The Golisano Children’s Hospital of Southwest Florida hosts a conference Oct. 19 highlighting the long-term effects experienced by survivors of childhood cancers. 

The Hospital’s first Pediatric After Cancer Experience Conference (PACE) brings together young adult cancer survivors, their families, and medical professionals for a day long series of talks and personal testimonials about the long-term effects of surviving childhood cancer.

“There’s a whole long list of potential long-term effects of this treatment and many of them are very specific to whether a child gets radiation or not; whether they get a specific drug or not,” said conference keynote speaker, Dr. Daniel Armstrong of the Department of Pediatrics at the Mailman Center for Child Development at the University of Miami.

“It sometimes interferes with the growth of a child’s growing body and that can affect the brain…we have children with short stature who don’t grow to be as tall,” he said. “We have the effects on the brain and cognitive and learning function.  We can have reproductive issues.” 

The body of information related to long-term effects is limited to about 20 years.  “And the reason for that is that we didn’t have children who survived much more than 20 years,” said Dr. Armstrong.  “So we’re now beginning to look at children who are leukemia survivors who are 35 to 40 years of age.”

Dr. Armstong says today, more than 75 percent of children diagnosed with some form of cancer are expected to survive.

The Golisano Children’s Hospital’s first Pediatric After Cancer Experience conference is from 8:30 a.m. to 4:30  p.m. at the Sanibel Harbour Marriot Resort & Spa in Fort Myers.

Stored data entries

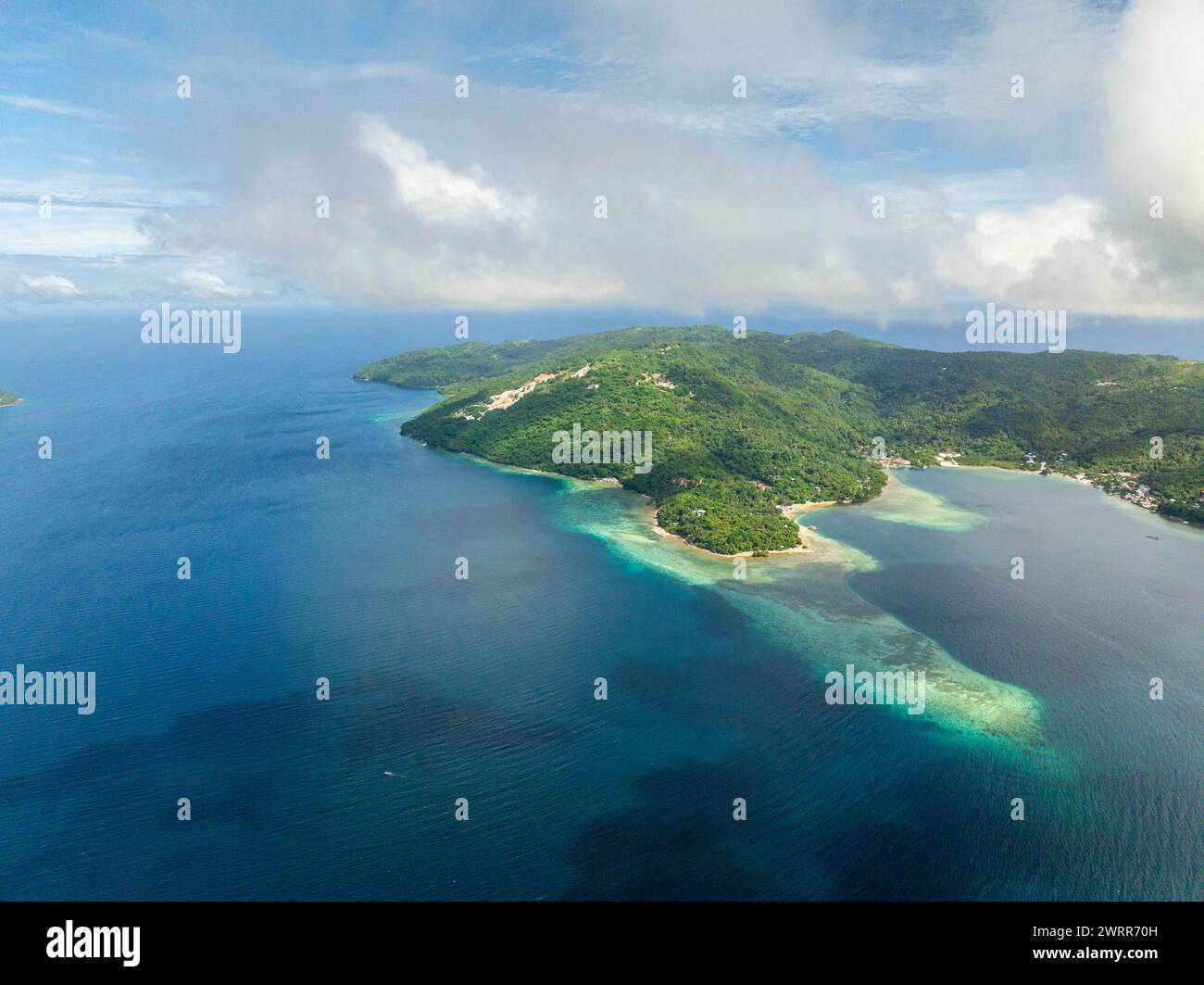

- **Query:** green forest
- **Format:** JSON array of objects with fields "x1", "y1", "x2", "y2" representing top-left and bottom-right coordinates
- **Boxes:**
[{"x1": 356, "y1": 326, "x2": 1204, "y2": 554}]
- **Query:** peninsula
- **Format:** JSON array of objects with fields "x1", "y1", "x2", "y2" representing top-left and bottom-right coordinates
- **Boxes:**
[{"x1": 356, "y1": 325, "x2": 1204, "y2": 554}]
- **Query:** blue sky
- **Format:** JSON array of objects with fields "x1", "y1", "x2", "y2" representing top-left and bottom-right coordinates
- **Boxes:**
[{"x1": 0, "y1": 0, "x2": 1204, "y2": 339}]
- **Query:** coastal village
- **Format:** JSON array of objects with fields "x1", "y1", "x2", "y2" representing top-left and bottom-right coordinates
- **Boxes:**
[{"x1": 859, "y1": 446, "x2": 1204, "y2": 523}]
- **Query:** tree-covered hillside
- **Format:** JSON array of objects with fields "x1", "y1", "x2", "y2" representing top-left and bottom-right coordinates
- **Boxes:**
[{"x1": 356, "y1": 326, "x2": 1204, "y2": 554}]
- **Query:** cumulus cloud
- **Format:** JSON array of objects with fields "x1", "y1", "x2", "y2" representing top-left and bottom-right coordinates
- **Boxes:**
[
  {"x1": 168, "y1": 269, "x2": 249, "y2": 297},
  {"x1": 15, "y1": 273, "x2": 83, "y2": 301},
  {"x1": 147, "y1": 0, "x2": 1204, "y2": 317}
]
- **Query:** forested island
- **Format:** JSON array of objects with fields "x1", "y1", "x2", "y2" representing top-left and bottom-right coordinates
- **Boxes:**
[{"x1": 356, "y1": 326, "x2": 1204, "y2": 554}]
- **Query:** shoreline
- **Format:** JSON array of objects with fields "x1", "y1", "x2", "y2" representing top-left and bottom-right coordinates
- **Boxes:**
[
  {"x1": 443, "y1": 448, "x2": 866, "y2": 560},
  {"x1": 924, "y1": 465, "x2": 1204, "y2": 530}
]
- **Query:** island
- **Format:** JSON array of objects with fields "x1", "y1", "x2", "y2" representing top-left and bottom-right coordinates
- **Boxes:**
[{"x1": 354, "y1": 325, "x2": 1204, "y2": 555}]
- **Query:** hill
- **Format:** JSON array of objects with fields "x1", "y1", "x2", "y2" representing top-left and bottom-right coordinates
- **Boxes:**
[{"x1": 356, "y1": 326, "x2": 1204, "y2": 554}]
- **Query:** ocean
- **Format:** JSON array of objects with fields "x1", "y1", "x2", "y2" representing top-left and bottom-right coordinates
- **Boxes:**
[{"x1": 0, "y1": 314, "x2": 1204, "y2": 900}]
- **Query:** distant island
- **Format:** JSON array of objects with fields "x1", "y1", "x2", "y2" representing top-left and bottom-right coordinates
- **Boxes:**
[{"x1": 356, "y1": 325, "x2": 1204, "y2": 554}]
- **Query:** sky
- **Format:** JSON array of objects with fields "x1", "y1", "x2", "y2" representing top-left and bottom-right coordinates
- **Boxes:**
[{"x1": 0, "y1": 0, "x2": 1204, "y2": 348}]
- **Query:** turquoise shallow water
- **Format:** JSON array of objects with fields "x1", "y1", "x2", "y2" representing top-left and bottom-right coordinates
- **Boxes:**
[{"x1": 0, "y1": 319, "x2": 1204, "y2": 898}]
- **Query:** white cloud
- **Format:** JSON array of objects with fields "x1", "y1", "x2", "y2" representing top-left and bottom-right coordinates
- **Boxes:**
[
  {"x1": 132, "y1": 0, "x2": 1204, "y2": 318},
  {"x1": 16, "y1": 273, "x2": 83, "y2": 301},
  {"x1": 169, "y1": 269, "x2": 250, "y2": 297}
]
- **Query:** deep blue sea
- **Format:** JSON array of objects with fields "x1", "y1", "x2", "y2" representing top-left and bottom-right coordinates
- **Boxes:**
[{"x1": 0, "y1": 315, "x2": 1204, "y2": 900}]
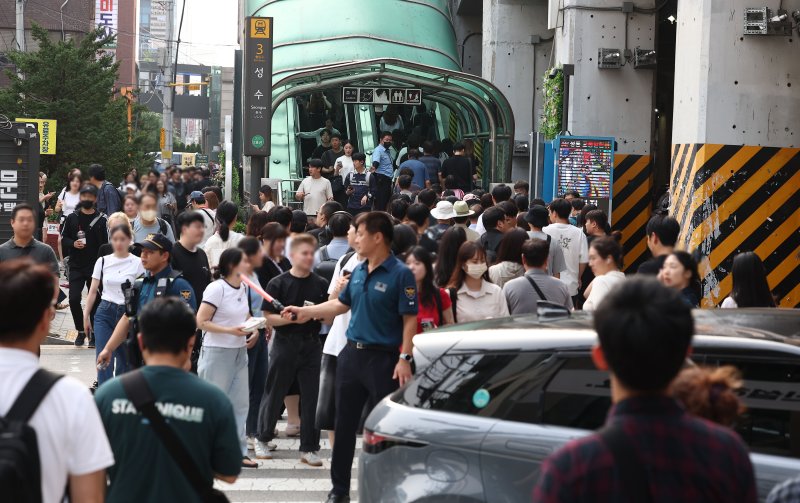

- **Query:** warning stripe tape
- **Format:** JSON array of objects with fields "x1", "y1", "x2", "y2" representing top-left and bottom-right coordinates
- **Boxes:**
[
  {"x1": 611, "y1": 154, "x2": 653, "y2": 272},
  {"x1": 671, "y1": 144, "x2": 800, "y2": 307}
]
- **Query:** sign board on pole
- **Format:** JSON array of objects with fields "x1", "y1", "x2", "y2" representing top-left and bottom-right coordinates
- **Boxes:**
[
  {"x1": 242, "y1": 17, "x2": 273, "y2": 157},
  {"x1": 0, "y1": 120, "x2": 40, "y2": 242},
  {"x1": 342, "y1": 87, "x2": 422, "y2": 105},
  {"x1": 14, "y1": 118, "x2": 58, "y2": 155},
  {"x1": 553, "y1": 136, "x2": 614, "y2": 217}
]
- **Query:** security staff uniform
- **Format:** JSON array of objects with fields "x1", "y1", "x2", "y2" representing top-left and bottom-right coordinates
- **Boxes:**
[{"x1": 331, "y1": 255, "x2": 417, "y2": 496}]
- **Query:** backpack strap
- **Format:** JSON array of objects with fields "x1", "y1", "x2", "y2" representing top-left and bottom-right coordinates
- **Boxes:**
[
  {"x1": 120, "y1": 370, "x2": 217, "y2": 501},
  {"x1": 598, "y1": 423, "x2": 653, "y2": 503},
  {"x1": 525, "y1": 274, "x2": 547, "y2": 301},
  {"x1": 5, "y1": 368, "x2": 64, "y2": 423},
  {"x1": 447, "y1": 288, "x2": 458, "y2": 323}
]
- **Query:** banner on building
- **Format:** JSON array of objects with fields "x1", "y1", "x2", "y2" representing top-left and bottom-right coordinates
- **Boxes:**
[{"x1": 14, "y1": 118, "x2": 58, "y2": 155}]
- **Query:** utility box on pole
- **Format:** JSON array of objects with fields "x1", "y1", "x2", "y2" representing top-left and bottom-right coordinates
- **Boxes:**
[{"x1": 0, "y1": 122, "x2": 41, "y2": 242}]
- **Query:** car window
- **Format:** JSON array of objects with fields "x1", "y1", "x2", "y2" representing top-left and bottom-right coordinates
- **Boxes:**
[
  {"x1": 705, "y1": 355, "x2": 800, "y2": 458},
  {"x1": 542, "y1": 355, "x2": 611, "y2": 430},
  {"x1": 392, "y1": 352, "x2": 555, "y2": 423}
]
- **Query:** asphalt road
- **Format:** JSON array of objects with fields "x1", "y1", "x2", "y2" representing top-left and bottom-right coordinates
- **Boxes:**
[{"x1": 41, "y1": 345, "x2": 361, "y2": 503}]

Task requirements - Please give the share of children diagnosed with some form of cancer who are expected to survive today, according to the article on the childhood cancer survivors conference.

Response - More than 75 percent.